>> begin

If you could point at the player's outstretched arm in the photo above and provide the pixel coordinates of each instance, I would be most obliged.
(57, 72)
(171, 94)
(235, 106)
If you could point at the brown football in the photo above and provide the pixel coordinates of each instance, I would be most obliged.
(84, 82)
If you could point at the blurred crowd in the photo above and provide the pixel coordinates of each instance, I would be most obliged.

>> end

# [What is being asked]
Rewrite the listing with every "point at" changed to "locate" and the rest left as it is.

# [Written solution]
If you could locate the player's outstretched arm in the photo above and provide the pixel coordinates of each instance, I would be most obliged.
(57, 72)
(171, 94)
(235, 106)
If you could locate the brown football in the photo above and provide the pixel coordinates of each instance, I would be most obliged.
(84, 82)
If you could locate the blurred crowd in the photo above and provide the pixel coordinates of each instance, I would be most obliged.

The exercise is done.